# What is being asked
Retype each of the records below exactly, leaving the pictures out.

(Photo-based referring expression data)
- Opening Delimiter -

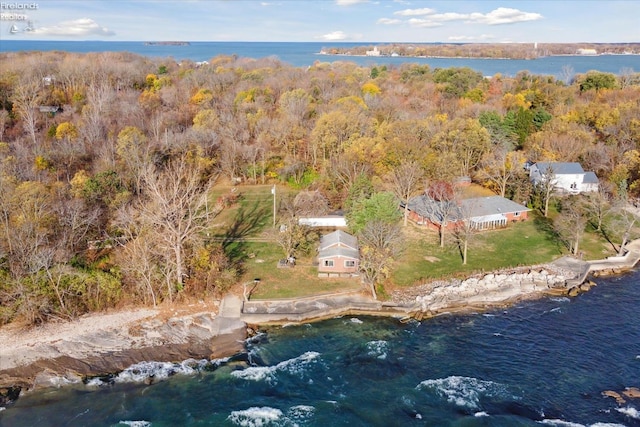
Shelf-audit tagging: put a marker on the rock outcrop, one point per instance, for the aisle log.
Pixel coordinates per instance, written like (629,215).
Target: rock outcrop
(114,348)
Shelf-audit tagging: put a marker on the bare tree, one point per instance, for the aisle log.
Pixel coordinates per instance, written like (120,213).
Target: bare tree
(598,206)
(465,228)
(26,100)
(623,224)
(441,206)
(380,244)
(571,222)
(501,167)
(405,182)
(544,188)
(175,203)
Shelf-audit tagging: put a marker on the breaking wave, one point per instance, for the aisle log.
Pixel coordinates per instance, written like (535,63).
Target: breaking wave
(463,391)
(156,371)
(378,349)
(265,416)
(267,373)
(630,412)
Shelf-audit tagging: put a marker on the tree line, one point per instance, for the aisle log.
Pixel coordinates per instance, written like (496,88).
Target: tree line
(107,160)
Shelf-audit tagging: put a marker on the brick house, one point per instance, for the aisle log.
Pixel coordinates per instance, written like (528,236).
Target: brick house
(338,254)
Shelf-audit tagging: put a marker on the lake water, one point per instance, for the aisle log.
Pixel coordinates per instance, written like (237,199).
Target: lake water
(305,54)
(543,362)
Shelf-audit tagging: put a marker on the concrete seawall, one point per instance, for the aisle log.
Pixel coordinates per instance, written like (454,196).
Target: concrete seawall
(565,276)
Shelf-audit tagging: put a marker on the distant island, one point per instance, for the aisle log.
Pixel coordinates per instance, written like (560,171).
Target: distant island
(485,50)
(167,43)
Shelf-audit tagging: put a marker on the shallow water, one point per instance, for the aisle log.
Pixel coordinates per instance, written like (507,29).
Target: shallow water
(543,362)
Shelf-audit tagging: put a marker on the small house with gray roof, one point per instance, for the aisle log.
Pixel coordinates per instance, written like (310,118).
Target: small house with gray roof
(338,254)
(566,177)
(484,213)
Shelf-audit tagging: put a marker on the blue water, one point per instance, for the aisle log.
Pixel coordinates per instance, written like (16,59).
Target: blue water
(543,362)
(305,54)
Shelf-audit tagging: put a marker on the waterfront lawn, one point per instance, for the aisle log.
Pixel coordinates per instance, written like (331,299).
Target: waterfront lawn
(260,260)
(523,243)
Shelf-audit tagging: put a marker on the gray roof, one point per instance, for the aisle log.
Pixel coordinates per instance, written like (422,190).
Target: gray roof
(483,206)
(560,168)
(474,207)
(590,178)
(339,252)
(340,238)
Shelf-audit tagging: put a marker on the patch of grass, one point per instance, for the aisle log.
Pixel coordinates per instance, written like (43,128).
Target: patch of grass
(260,262)
(523,243)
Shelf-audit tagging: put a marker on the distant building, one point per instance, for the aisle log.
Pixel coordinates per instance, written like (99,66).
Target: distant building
(374,52)
(566,177)
(484,213)
(324,221)
(338,254)
(587,52)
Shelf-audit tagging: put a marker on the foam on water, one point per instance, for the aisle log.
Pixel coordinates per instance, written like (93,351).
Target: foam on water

- Closing Delimiter -

# Result
Shelf-audit tagging: put a marker on the rock outcrop, one point per instance, for the aisle log.
Pixel coordinates per instance, written like (629,215).
Target: rock outcrop
(114,348)
Shelf-audit tagging: put a marker on the bare tree, one point per instance, for the aisle log.
Pixel coordinates per instance, written like (120,213).
Target: bare tree
(598,206)
(465,228)
(26,100)
(623,224)
(441,206)
(380,244)
(571,222)
(501,167)
(405,182)
(544,188)
(175,203)
Shelf-audit tagging: put a marker on the breaking wave, one point per instance, for the aisle log.
Pixel coordinates per instance, written like (535,63).
Target: breaking wave
(463,391)
(156,371)
(378,349)
(265,416)
(267,373)
(630,412)
Shelf-audit tagging: put a marker on the tree line, one point per instance, for the aisle log.
Pixel coordinates per instance, written like (496,88).
Target: tree line
(107,160)
Shelf-audit tagging: put a marker on the brick house, one point per instance, for the aisle log.
Pixel coordinates per instance, written like (528,236).
Target: brick house
(338,254)
Shelf-audit tagging: put a marker on the lake water, one point per instance, for the aisle log.
Pixel coordinates per instance, written like (237,199).
Target: lake water
(305,54)
(543,362)
Shelf-audit tagging: put a marker on the concrete seawall, one point per instance, for the aisle log.
Pixel coordinates per instance, written like (454,196).
Target: concrete seawall
(565,276)
Shelf-audit tagging: put a marker on the distant island, one point per instance, for the aisle log.
Pixel coordinates per instance, written like (560,171).
Target: distant island
(485,50)
(167,43)
Shelf-audit tagging: put a marker on the shallow water, one point per instance, for the aisle log.
Pixel coordinates per instance, written like (507,29).
Target: shallow water
(543,362)
Shelf-audit tagging: put a marker on the small house with gray roof, one point per instance, for the aisle log.
Pixel coordinates per instance, written like (310,118).
Target: small house with gray roof
(338,254)
(566,177)
(484,213)
Shelf-audit tagging: put a marker on the blue water, one point per instance, for the aisle log.
Pixel coordinates per instance, written like (16,59).
Target: blue water
(543,362)
(305,54)
Shelf-audit tagging: put a marker on the waterfront lawn, one point per instance, for the aisle log.
Pixel coordinates per instance, written like (331,299).
Target: waterfront lawn
(260,260)
(523,243)
Shelf-audit tagging: put a marker on the gray roof, one point per instance, for the aisle log.
Pixel coordinates per instance, written like (422,190).
Target: gray roof
(483,206)
(560,168)
(474,207)
(590,178)
(339,252)
(340,238)
Shelf-audit tagging: put a marker on the patch of grass, one point per instance, for the aisle log.
Pixel coordinates per instance, written like (43,128).
Target: patch of grass
(260,262)
(523,243)
Shelf-audit tagging: put a marker on the distant building, one point per instance, for the aisle log.
Pixel coordinates per instance, written like (99,66).
Target: distant building
(374,52)
(566,177)
(484,213)
(324,221)
(338,254)
(587,52)
Shelf-audit tagging: put a marker on the foam on water, one point per instance, for the aisle log.
Pixel coordinates per instance, written like (93,351).
Target: foam on water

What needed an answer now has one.